▸ **PROMPT**
Scan the entries below for "smiling" and copy each line that holds it.

Referring expression data:

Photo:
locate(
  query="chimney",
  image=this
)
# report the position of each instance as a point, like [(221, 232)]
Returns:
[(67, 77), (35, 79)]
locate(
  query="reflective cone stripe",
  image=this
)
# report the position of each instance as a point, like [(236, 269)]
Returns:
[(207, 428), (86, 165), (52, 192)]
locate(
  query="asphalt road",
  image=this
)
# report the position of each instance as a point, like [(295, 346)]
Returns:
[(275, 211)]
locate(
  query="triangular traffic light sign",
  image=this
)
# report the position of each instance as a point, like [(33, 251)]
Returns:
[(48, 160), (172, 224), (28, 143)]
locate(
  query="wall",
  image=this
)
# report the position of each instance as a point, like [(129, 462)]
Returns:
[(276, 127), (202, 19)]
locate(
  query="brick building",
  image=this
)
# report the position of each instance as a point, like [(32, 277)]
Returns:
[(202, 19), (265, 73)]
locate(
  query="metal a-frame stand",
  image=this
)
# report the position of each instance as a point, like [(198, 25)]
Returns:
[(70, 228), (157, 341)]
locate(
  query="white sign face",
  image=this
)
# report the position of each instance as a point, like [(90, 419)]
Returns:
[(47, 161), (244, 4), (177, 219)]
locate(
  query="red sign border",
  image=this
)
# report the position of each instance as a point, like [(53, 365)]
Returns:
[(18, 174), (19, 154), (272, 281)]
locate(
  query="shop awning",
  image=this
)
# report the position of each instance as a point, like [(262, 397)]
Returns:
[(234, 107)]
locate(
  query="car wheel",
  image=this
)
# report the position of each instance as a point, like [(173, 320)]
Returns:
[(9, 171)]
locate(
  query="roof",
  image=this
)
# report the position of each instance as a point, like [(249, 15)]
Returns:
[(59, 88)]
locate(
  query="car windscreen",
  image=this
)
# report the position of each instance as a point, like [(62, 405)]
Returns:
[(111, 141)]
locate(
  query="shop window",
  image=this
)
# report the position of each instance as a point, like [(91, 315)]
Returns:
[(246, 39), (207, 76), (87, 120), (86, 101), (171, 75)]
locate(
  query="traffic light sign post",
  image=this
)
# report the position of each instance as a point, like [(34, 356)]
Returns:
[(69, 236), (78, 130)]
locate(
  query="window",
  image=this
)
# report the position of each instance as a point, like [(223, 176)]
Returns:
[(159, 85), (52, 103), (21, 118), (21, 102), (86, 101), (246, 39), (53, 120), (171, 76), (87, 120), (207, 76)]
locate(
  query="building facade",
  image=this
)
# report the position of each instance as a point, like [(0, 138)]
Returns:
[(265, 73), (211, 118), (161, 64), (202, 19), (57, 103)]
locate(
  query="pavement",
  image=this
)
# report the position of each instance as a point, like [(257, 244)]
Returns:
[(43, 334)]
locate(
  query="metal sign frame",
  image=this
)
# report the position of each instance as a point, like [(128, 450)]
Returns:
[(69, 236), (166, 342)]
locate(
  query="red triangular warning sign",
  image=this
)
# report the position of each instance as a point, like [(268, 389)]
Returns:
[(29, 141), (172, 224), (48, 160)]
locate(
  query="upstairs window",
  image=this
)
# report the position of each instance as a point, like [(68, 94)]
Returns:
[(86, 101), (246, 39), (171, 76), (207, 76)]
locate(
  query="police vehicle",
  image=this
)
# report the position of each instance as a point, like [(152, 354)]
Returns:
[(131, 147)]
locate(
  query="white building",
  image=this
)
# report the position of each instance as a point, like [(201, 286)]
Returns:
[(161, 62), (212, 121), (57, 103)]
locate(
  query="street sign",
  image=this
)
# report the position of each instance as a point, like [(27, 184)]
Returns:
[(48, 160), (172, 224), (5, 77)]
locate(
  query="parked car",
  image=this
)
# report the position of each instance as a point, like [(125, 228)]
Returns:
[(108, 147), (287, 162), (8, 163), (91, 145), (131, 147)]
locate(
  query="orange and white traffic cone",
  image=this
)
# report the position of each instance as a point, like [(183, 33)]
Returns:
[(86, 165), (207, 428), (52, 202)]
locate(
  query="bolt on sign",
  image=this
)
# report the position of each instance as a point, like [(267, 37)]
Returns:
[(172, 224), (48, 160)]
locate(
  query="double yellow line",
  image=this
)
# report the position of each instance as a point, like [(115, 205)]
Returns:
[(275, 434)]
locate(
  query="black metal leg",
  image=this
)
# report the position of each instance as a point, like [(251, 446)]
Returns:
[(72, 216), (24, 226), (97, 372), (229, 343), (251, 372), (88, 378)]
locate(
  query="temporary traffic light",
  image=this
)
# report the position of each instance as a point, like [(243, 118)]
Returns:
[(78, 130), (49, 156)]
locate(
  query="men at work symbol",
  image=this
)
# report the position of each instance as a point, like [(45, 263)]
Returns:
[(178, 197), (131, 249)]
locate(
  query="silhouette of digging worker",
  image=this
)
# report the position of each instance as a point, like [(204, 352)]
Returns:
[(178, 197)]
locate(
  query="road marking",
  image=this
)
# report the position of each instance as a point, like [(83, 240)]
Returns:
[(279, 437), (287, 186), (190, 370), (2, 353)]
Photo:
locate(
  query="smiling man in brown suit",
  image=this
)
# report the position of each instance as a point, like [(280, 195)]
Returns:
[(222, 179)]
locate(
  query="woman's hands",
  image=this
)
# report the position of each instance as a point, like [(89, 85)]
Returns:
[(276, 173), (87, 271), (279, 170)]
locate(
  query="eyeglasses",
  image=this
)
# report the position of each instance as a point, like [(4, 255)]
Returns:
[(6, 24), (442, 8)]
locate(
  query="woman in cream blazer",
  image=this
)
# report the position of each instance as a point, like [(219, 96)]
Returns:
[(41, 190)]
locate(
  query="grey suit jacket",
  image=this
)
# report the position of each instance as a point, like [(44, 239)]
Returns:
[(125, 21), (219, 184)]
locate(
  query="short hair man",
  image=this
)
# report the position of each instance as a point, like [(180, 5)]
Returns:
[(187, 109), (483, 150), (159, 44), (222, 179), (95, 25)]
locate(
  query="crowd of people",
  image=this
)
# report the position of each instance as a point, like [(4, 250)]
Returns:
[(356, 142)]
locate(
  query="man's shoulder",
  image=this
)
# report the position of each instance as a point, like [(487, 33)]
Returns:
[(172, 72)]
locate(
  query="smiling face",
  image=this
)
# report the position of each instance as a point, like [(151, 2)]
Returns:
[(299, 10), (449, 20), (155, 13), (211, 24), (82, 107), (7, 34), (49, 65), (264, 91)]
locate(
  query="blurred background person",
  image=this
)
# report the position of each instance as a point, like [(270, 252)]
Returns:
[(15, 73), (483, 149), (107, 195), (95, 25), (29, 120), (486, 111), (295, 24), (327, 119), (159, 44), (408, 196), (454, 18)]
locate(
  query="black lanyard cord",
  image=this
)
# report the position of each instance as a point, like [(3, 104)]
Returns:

▸ **YOUR SOLUTION**
  query="smiling man in brown suit",
  query="smiling face",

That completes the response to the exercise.